§ Supplied records:

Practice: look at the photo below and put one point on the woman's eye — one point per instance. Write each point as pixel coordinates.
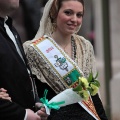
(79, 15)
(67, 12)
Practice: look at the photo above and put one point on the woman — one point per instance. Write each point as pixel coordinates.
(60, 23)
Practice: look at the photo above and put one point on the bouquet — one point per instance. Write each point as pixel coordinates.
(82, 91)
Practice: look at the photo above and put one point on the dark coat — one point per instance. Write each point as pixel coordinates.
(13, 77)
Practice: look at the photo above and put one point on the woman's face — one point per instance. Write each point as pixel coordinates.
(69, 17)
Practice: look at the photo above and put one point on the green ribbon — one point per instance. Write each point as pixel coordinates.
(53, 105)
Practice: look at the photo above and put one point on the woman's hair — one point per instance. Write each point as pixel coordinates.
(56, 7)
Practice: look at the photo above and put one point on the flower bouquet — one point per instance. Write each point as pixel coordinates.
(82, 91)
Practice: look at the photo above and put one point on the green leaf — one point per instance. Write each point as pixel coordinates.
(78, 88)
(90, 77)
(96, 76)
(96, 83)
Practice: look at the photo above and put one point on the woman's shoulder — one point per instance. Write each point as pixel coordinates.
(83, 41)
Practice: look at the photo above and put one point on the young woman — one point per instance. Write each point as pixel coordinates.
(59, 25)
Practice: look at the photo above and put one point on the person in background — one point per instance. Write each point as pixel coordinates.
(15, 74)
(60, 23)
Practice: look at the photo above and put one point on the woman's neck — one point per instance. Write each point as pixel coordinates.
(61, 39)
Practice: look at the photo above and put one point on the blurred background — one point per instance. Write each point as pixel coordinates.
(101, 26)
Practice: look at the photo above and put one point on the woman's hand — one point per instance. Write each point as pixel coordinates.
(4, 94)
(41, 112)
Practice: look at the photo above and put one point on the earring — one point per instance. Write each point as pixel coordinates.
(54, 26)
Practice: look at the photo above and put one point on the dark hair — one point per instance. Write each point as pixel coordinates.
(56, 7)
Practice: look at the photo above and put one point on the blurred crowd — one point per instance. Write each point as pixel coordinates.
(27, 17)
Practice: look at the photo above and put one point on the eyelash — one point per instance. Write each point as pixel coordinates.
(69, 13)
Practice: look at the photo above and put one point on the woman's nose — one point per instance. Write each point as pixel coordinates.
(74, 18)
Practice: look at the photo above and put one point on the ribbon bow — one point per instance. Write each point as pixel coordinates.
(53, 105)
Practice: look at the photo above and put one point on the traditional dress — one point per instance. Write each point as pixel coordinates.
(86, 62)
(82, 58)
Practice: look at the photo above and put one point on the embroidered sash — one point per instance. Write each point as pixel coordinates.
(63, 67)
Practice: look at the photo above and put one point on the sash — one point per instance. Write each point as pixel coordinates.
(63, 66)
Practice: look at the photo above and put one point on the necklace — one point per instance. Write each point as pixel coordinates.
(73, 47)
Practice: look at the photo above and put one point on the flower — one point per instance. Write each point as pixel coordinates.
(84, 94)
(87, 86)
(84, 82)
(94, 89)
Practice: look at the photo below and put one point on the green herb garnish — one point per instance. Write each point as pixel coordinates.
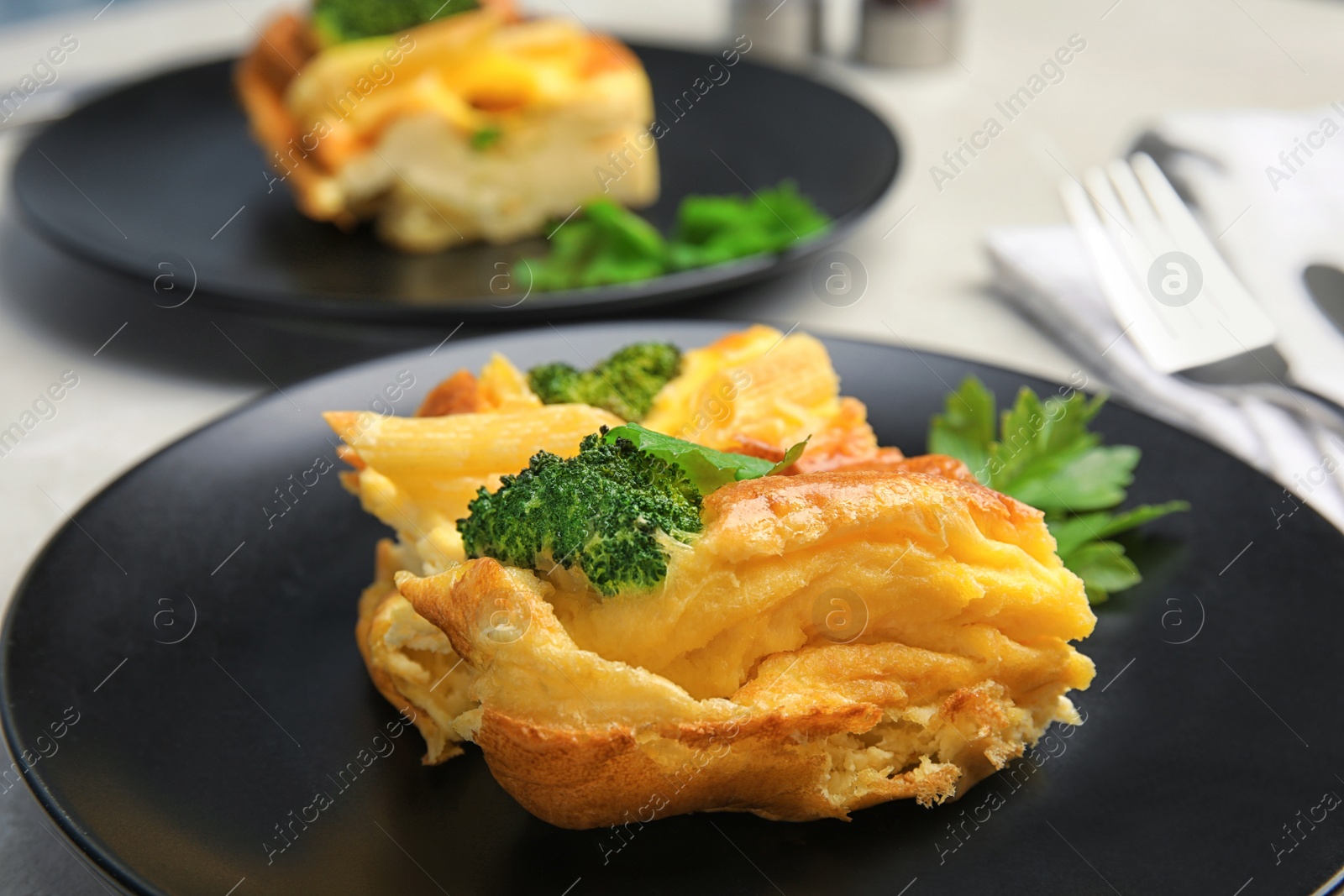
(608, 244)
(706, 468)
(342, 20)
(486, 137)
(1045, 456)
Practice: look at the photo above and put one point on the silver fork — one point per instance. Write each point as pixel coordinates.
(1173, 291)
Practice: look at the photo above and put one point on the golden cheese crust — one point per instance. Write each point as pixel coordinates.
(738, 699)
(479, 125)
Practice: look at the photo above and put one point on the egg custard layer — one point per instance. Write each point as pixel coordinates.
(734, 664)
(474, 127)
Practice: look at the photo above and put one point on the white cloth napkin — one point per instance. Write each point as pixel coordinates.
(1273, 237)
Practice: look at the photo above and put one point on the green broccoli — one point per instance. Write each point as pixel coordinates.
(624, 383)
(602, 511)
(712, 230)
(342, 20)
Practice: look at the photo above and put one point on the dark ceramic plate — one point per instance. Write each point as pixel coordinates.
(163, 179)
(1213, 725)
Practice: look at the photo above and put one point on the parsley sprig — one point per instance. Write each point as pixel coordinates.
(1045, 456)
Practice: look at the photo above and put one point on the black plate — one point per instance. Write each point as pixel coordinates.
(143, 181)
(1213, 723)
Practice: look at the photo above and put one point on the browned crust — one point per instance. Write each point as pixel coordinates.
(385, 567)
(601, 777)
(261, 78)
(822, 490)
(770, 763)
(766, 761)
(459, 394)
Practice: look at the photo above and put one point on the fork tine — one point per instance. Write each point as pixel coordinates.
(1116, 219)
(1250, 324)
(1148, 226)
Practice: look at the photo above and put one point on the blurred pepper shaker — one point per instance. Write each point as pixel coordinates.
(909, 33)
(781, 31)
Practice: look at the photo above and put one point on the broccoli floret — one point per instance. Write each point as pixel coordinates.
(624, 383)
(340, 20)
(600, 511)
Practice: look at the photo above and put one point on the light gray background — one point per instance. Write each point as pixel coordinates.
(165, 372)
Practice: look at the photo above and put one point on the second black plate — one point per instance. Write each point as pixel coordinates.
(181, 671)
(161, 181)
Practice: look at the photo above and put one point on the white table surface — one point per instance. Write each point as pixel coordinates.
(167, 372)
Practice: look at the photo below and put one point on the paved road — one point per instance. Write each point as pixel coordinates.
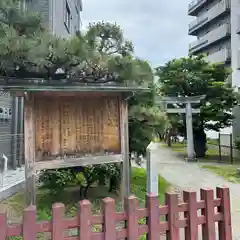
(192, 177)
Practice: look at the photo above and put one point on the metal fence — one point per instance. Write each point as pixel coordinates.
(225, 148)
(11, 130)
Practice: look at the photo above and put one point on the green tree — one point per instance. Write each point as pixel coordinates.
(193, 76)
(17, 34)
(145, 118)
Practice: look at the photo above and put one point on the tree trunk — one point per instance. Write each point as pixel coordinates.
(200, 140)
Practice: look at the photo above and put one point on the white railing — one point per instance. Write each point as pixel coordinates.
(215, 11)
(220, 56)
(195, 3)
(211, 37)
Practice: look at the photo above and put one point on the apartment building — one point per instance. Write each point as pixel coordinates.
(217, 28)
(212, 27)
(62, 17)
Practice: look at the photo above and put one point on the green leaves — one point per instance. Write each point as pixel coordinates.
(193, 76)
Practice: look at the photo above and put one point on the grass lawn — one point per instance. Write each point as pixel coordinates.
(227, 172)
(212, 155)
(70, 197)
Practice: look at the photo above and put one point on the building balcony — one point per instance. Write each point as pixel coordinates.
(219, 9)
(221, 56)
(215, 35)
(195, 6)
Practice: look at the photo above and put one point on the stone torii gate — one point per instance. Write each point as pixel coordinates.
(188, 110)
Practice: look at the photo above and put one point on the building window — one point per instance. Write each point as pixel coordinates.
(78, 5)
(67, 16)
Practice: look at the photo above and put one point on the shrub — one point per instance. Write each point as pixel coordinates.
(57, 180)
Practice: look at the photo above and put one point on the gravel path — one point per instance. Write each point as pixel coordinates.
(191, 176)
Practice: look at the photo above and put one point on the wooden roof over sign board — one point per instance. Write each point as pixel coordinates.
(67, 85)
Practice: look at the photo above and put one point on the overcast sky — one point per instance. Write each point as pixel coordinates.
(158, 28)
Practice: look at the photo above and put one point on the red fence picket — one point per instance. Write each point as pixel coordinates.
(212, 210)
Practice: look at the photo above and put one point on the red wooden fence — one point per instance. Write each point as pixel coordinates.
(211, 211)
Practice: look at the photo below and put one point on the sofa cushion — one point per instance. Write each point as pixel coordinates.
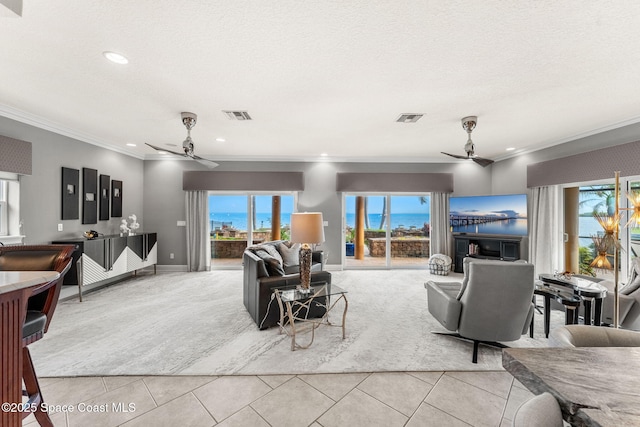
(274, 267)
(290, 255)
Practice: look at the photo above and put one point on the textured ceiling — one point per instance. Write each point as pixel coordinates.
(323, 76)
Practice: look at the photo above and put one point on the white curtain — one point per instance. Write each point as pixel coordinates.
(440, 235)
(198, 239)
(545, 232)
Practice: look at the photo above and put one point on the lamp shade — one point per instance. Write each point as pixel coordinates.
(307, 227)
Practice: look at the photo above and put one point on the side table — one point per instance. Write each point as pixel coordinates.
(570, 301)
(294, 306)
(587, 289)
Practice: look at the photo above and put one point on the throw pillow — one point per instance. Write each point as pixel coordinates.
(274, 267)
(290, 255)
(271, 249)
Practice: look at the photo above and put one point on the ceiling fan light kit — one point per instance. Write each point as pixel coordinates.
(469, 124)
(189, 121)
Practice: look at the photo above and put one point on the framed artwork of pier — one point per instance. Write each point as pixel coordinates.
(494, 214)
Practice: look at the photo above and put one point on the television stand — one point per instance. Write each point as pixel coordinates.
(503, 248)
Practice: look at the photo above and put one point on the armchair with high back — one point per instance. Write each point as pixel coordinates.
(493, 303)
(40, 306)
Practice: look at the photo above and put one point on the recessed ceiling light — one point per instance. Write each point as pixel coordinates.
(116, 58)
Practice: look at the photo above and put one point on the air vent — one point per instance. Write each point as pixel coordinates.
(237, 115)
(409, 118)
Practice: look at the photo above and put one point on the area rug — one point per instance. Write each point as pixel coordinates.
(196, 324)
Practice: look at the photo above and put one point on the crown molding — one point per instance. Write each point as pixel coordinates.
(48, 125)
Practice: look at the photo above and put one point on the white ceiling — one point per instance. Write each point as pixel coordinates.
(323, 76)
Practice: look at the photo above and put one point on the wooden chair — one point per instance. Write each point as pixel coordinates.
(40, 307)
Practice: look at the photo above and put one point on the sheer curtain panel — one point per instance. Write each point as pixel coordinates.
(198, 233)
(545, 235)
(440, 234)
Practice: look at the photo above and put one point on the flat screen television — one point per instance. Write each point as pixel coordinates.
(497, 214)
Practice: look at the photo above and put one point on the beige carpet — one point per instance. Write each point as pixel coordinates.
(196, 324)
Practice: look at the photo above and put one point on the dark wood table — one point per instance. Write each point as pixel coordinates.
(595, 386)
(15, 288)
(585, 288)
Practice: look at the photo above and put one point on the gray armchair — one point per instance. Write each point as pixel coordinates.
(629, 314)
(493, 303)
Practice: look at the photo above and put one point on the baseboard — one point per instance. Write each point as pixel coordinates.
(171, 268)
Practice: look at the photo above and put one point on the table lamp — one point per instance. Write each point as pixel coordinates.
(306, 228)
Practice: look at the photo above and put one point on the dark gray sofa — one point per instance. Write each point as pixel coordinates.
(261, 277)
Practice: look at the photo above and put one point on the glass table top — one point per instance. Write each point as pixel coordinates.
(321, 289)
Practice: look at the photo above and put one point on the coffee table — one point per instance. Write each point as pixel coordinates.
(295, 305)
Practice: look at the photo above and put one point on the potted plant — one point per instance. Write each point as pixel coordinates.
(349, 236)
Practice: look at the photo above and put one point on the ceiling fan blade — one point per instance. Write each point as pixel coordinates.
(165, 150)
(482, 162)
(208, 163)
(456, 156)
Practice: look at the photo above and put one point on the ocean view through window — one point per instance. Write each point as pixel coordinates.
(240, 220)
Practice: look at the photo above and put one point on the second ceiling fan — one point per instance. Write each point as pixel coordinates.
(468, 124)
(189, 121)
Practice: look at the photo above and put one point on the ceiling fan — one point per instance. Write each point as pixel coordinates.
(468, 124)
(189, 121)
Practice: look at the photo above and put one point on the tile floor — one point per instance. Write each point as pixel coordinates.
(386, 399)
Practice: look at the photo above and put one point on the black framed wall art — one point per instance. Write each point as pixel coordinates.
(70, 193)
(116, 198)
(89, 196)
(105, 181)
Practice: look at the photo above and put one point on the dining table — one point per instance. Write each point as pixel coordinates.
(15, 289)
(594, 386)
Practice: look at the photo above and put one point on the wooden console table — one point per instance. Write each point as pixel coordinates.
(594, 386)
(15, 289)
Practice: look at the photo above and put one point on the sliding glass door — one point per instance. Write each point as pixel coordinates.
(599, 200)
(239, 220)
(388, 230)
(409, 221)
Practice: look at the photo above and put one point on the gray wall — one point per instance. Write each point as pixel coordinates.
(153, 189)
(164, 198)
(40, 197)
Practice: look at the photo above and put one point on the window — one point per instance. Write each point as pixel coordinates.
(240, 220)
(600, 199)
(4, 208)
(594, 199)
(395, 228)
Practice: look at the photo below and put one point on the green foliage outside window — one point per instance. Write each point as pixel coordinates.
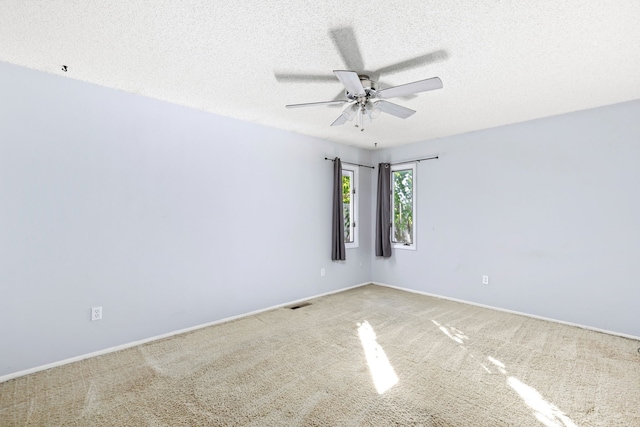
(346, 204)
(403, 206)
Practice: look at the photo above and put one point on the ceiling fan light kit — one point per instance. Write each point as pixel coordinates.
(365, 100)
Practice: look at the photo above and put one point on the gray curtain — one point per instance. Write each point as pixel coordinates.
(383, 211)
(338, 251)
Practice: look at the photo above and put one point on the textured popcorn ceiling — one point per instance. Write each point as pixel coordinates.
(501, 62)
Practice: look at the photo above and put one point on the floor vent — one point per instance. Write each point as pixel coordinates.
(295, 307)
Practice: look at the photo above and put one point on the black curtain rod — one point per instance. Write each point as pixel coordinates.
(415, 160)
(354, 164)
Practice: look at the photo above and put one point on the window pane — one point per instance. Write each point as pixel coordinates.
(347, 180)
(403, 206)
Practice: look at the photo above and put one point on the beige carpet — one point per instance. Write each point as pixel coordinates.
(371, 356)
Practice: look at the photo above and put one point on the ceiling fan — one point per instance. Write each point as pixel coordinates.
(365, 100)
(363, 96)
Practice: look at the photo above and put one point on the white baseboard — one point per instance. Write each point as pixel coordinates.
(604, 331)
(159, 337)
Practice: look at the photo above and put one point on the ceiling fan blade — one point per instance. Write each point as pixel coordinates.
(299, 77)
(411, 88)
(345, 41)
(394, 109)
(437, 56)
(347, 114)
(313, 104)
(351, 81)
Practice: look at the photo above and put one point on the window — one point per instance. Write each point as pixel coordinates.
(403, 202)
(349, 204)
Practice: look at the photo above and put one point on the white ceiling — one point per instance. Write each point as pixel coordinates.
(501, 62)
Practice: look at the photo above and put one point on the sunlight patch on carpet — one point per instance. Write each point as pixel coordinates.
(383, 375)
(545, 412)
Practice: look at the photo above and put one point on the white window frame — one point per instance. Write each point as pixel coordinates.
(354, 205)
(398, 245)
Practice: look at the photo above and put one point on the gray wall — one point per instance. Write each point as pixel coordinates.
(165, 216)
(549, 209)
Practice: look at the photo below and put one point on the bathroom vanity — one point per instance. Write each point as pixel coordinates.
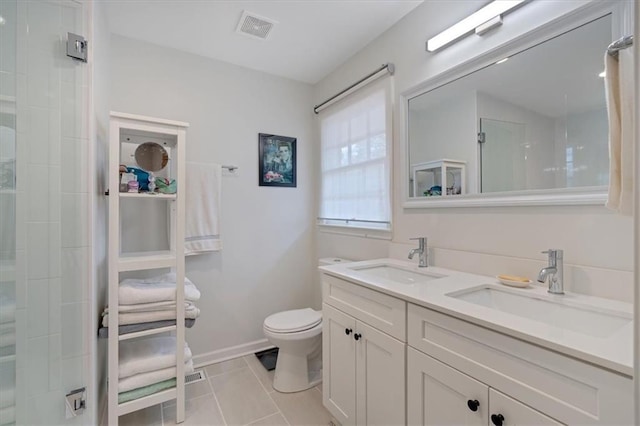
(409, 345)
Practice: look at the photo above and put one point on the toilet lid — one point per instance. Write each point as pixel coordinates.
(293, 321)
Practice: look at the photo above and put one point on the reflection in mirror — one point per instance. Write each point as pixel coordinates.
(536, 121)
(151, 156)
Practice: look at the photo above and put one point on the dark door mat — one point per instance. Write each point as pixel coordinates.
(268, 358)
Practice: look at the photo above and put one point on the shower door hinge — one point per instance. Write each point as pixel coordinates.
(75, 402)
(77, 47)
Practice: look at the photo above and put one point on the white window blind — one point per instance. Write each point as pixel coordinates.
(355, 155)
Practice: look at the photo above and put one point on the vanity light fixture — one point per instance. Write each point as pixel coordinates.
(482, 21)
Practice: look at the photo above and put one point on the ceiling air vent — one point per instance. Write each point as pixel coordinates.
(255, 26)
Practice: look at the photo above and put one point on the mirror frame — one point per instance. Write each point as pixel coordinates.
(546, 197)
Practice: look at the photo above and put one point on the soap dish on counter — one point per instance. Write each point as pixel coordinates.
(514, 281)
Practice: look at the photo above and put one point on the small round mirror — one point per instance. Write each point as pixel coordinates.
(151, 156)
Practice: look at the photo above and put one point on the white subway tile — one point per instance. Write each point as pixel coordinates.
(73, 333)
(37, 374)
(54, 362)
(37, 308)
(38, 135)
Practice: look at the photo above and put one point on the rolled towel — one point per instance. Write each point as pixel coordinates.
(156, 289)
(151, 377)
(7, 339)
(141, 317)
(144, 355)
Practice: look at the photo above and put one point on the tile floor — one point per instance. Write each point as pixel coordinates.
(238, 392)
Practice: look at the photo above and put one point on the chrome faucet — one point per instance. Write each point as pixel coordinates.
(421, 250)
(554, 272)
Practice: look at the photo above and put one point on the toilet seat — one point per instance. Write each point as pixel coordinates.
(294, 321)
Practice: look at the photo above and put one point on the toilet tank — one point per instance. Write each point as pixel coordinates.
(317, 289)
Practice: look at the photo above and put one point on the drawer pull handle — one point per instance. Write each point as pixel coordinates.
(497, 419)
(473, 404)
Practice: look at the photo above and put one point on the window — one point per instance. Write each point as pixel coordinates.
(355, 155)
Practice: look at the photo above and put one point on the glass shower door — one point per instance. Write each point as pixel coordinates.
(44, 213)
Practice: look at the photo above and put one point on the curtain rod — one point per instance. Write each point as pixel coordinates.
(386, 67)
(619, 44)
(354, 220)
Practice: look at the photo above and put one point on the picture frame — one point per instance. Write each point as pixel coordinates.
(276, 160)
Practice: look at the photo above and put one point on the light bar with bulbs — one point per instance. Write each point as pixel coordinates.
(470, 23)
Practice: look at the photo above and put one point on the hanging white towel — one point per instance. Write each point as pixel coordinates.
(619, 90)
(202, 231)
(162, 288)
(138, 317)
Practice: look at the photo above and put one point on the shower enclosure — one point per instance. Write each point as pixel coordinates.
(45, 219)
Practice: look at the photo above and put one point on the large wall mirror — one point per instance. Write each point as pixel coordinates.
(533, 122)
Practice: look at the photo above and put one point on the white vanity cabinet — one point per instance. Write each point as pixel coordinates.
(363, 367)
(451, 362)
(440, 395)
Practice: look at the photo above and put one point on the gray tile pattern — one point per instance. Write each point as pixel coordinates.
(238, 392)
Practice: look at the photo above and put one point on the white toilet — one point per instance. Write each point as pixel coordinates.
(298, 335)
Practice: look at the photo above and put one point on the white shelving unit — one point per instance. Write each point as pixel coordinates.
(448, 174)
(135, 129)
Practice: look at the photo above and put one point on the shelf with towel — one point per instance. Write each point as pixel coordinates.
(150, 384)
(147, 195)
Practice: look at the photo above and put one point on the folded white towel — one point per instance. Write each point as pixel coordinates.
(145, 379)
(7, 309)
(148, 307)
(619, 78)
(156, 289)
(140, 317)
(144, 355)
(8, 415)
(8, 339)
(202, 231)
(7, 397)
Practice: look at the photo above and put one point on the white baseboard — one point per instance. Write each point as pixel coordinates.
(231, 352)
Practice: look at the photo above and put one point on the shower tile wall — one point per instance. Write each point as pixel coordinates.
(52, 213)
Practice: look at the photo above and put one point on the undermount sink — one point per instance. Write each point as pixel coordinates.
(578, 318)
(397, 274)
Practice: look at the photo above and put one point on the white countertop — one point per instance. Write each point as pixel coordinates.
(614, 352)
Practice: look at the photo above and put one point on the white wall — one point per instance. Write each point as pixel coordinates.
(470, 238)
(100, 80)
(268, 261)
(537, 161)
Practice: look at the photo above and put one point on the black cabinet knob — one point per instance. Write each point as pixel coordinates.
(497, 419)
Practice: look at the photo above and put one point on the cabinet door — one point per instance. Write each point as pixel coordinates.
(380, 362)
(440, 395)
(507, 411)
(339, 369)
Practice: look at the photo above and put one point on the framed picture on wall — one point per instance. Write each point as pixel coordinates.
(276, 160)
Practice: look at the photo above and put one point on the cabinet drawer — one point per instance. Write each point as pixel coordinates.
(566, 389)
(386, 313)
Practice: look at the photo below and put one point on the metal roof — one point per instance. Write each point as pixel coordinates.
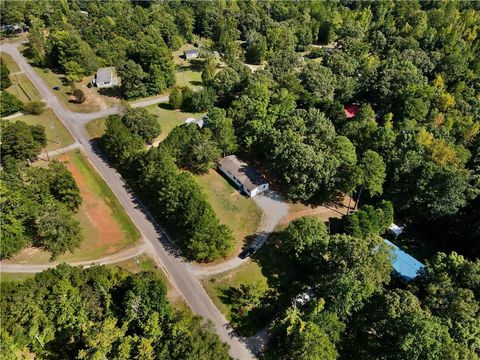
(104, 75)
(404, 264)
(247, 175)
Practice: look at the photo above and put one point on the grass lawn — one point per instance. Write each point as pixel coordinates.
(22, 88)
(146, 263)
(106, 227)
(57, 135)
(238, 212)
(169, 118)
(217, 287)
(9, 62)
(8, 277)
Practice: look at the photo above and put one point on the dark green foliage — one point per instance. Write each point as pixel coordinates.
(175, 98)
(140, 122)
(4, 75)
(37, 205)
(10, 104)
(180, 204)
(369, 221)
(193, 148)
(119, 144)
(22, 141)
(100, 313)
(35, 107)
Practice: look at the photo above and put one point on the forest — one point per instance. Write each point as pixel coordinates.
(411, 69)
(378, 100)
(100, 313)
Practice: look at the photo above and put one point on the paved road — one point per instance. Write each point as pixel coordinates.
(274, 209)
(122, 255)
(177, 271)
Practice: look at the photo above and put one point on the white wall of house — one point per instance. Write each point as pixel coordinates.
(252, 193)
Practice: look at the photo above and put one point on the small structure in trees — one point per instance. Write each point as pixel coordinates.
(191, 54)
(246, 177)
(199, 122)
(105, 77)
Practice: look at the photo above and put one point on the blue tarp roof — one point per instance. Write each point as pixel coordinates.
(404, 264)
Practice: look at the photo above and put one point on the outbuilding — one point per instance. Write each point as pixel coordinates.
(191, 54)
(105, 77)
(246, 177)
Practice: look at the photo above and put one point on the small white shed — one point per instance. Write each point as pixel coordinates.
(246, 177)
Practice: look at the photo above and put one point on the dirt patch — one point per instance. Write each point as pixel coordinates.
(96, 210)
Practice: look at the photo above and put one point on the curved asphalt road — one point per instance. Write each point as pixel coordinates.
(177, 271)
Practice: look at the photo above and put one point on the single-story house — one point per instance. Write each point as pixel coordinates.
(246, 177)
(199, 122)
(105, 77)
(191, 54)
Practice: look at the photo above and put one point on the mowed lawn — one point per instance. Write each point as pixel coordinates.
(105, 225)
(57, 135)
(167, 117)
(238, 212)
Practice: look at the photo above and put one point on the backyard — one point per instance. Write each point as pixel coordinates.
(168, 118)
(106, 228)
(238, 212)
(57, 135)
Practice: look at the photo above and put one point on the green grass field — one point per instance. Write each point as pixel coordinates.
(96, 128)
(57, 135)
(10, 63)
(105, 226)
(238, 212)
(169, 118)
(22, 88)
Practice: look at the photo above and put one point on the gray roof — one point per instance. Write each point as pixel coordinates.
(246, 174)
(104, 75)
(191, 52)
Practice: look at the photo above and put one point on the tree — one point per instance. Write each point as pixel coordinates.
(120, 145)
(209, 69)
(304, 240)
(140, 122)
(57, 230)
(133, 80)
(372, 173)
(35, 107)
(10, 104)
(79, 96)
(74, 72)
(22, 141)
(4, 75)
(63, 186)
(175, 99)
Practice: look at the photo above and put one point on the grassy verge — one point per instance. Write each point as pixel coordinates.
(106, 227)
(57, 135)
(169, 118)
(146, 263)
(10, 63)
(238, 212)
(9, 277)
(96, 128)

§ Exercise brief:
Transcribe the records above exactly, but only from the line that contains "on the tree —" through their final line, inclusive.

§ Answer to the exercise:
Practice: look at the photo above and put one point on the tree — one point per instance. Write each point as pixel coordinates.
(120, 145)
(209, 69)
(304, 240)
(140, 122)
(57, 230)
(133, 80)
(372, 173)
(35, 107)
(10, 104)
(79, 96)
(74, 72)
(22, 141)
(4, 75)
(63, 186)
(175, 99)
Practice: look at the photo above and put one point on the grassy verge — one point per instance. Write each point as pixel coordinates.
(106, 227)
(57, 135)
(169, 118)
(146, 263)
(10, 63)
(238, 212)
(9, 277)
(96, 128)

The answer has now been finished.